Segment Start: The data

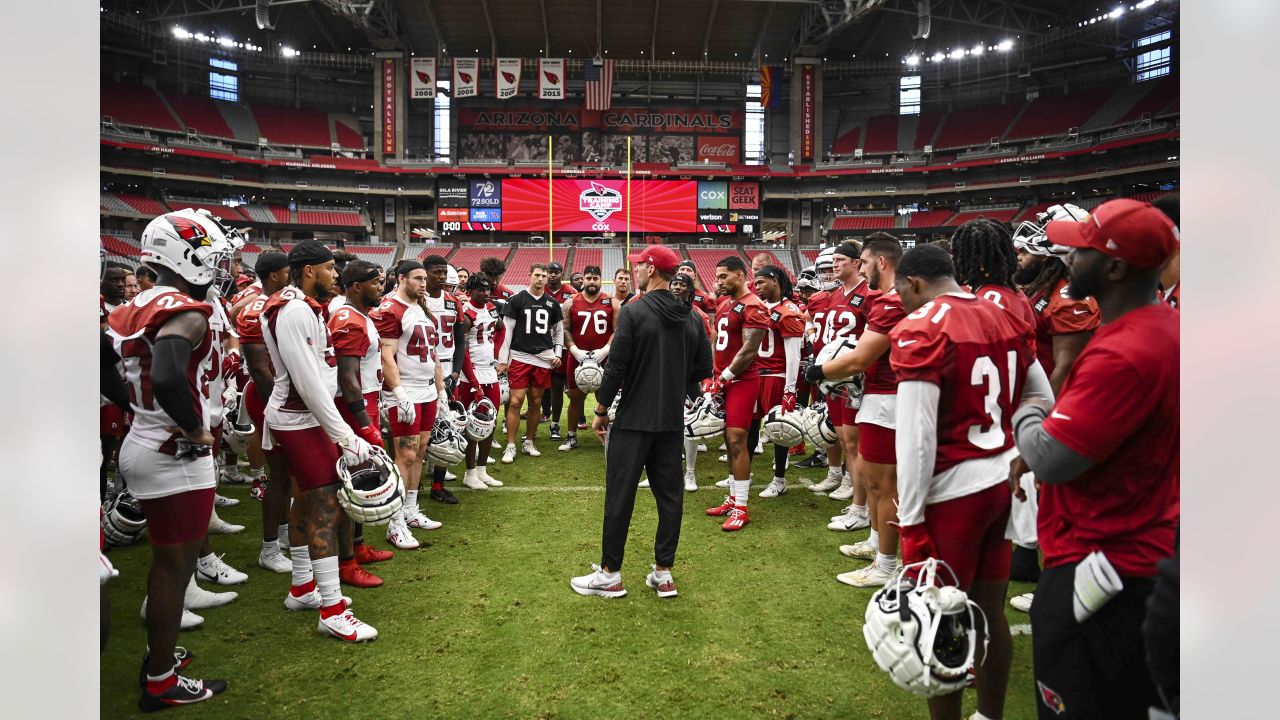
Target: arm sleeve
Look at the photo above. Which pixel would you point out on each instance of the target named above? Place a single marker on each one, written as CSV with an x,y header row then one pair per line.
x,y
791,346
305,374
917,447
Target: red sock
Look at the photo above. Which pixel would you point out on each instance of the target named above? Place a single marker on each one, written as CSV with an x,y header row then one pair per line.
x,y
298,591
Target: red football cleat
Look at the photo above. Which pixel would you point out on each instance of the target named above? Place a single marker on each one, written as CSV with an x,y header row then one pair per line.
x,y
737,519
722,509
365,554
352,574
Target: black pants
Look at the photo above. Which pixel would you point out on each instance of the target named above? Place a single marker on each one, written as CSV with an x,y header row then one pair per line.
x,y
1096,669
658,454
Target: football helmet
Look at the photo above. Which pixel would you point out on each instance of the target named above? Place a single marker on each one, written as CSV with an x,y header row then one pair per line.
x,y
446,447
589,374
705,418
373,492
1031,236
817,425
481,419
123,522
785,429
920,629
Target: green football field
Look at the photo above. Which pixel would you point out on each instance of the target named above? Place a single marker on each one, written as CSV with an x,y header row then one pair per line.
x,y
480,621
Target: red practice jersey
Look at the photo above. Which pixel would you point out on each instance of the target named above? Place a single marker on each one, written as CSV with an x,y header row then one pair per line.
x,y
978,356
1059,314
785,320
732,319
590,322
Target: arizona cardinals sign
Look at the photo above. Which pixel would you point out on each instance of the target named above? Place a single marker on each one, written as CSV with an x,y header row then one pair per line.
x,y
466,76
507,77
421,78
551,78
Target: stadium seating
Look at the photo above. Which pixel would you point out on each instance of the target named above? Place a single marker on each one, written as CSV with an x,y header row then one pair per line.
x,y
929,218
138,106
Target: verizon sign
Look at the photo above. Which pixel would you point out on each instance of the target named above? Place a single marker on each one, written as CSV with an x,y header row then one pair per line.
x,y
720,149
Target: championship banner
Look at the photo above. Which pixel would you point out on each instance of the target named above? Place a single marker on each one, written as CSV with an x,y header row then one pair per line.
x,y
551,78
466,77
388,105
421,78
808,104
507,77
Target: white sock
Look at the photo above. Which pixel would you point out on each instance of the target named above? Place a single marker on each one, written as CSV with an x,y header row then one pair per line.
x,y
327,580
301,556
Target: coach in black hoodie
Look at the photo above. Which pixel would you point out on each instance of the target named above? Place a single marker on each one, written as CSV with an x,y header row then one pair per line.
x,y
658,352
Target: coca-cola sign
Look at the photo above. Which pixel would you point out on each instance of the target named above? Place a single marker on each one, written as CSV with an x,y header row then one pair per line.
x,y
720,149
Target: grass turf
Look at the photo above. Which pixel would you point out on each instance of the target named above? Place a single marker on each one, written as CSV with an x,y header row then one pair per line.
x,y
480,621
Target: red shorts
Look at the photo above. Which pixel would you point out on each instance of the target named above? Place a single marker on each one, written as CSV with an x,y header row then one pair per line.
x,y
741,396
370,406
312,458
424,419
876,443
177,519
969,534
771,393
521,376
112,420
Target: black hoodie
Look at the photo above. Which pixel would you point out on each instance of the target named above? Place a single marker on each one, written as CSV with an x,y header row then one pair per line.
x,y
658,355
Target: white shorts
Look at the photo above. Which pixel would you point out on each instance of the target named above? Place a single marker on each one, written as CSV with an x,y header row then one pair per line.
x,y
151,474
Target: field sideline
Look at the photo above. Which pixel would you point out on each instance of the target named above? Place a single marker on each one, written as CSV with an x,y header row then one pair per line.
x,y
480,621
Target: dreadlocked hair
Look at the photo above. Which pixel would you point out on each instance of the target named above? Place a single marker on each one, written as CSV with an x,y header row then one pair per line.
x,y
983,251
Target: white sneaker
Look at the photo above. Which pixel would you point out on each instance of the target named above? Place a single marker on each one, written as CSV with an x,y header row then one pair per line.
x,y
868,577
398,534
200,598
187,621
421,522
483,470
853,520
860,550
346,627
471,479
274,561
309,601
595,583
218,572
775,488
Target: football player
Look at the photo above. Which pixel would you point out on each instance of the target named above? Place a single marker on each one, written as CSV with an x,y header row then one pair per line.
x,y
589,322
961,365
741,323
877,419
360,376
411,386
531,346
302,418
170,355
778,359
451,349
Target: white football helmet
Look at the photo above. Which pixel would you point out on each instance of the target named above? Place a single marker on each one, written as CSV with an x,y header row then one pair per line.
x,y
920,629
817,425
589,374
191,244
123,522
705,418
446,447
373,493
785,429
481,420
1031,236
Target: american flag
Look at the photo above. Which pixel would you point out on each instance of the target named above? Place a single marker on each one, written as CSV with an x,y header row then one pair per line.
x,y
599,85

Segment End: The data

Exercise instructions:
For each line in the data that holds "sign", add one to a count, then report that count alone.

Output:
3